## Request
Format the data below as a Markdown table with the columns Row and Line, numbering each line in Row. Skip blank lines and leave the pictures out.

## Data entries
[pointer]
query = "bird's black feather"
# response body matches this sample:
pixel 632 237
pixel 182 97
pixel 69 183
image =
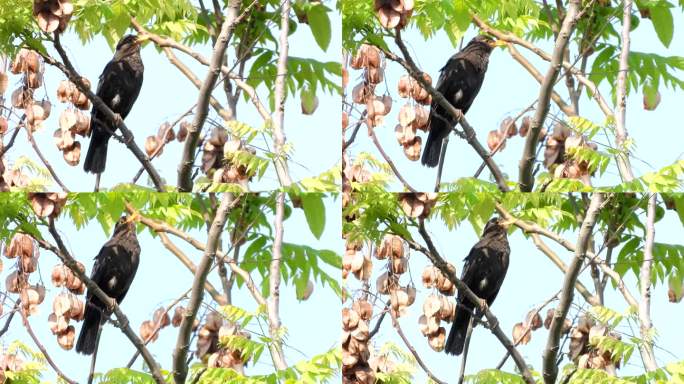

## Response
| Row | Line |
|---|---|
| 1 | [pointer] |
| 2 | query = "bird's black feather" |
| 3 | # response body matches this sample: |
| 4 | pixel 632 237 |
| 5 | pixel 182 97 |
| 6 | pixel 69 183 |
| 7 | image = |